(Directions): Reproduce everything from the line containing "Expected behaviour: a marker sits on the grey" down to the end of the items, both ends included, requests and all, adding -16 to every coordinate number in the answers. Copy only that stretch.

(The data):
------

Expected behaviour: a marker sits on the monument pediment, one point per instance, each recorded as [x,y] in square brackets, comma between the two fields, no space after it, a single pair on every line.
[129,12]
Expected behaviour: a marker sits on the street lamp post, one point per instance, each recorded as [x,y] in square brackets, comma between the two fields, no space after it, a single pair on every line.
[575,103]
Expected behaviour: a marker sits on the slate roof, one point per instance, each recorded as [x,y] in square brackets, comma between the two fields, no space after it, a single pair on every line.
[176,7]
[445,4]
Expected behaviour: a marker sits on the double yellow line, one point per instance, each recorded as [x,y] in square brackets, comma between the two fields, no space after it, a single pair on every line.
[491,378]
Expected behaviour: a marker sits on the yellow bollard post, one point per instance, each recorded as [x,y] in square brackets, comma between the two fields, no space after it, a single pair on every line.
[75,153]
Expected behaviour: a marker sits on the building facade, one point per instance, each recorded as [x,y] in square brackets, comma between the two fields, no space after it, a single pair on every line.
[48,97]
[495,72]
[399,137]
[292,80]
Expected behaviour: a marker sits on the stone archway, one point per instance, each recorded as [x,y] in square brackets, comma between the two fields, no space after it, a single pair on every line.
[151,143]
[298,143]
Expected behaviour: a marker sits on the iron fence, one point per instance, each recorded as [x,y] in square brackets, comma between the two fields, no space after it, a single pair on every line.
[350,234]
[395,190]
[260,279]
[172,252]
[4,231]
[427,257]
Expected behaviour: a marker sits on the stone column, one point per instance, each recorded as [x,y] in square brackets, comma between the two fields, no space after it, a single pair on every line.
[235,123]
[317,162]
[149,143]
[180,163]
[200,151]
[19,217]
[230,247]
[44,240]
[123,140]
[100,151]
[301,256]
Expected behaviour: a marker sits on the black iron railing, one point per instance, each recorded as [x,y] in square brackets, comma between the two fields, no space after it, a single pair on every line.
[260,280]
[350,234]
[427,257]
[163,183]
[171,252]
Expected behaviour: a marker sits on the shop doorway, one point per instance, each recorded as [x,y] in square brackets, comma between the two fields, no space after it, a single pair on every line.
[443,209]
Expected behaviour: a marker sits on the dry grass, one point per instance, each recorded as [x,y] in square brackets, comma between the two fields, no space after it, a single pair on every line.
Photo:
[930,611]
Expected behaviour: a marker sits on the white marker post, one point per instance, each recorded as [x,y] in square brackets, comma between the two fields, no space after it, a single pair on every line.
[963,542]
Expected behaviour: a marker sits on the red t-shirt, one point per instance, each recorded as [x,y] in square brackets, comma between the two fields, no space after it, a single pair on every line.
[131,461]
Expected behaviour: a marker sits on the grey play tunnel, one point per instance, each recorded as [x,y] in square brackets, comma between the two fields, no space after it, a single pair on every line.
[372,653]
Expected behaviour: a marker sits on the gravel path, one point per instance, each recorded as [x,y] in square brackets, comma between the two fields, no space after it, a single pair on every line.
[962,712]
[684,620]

------

(Exercise response):
Expected behaviour: a marker sits on the grey play tunnel, one point per instance, each recorded as [x,y] in square brackets, comma between the two fields, no space after it, a single pair on every line.
[356,637]
Expected behaviour: a marker sits on the gravel path, one point per instance, each recorded as [x,y] in square brackets, comma between the two fields, no space after it, a single pair on every line.
[946,696]
[668,604]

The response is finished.